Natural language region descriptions

# # # # #

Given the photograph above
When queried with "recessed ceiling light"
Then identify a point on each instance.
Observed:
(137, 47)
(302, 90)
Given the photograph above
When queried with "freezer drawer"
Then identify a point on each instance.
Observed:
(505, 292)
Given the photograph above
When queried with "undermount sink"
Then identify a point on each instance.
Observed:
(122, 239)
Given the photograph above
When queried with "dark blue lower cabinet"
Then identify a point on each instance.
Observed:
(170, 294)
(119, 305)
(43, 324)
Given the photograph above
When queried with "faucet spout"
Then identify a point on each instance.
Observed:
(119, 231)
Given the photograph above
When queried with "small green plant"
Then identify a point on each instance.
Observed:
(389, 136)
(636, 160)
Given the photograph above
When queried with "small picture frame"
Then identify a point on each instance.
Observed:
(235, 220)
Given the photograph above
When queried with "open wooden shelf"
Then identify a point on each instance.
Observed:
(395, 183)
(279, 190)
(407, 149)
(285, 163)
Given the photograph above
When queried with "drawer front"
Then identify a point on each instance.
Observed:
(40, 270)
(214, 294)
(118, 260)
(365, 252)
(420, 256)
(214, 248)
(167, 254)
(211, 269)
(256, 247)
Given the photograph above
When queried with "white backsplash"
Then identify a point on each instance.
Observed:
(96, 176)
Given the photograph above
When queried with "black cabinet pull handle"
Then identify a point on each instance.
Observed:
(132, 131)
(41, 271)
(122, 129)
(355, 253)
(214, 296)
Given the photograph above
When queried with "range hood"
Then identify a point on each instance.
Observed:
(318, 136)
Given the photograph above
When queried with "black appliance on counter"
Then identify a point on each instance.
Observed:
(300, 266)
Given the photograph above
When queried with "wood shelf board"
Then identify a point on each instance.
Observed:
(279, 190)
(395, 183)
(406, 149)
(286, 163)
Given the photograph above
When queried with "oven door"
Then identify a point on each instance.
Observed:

# # # # #

WHAT YOU HAVE TO DO: Filter the records above for "shelf" and copy every matching line.

RESPONSE BOX:
When queried with "open wooden shelf"
When queried with "wood shelf board"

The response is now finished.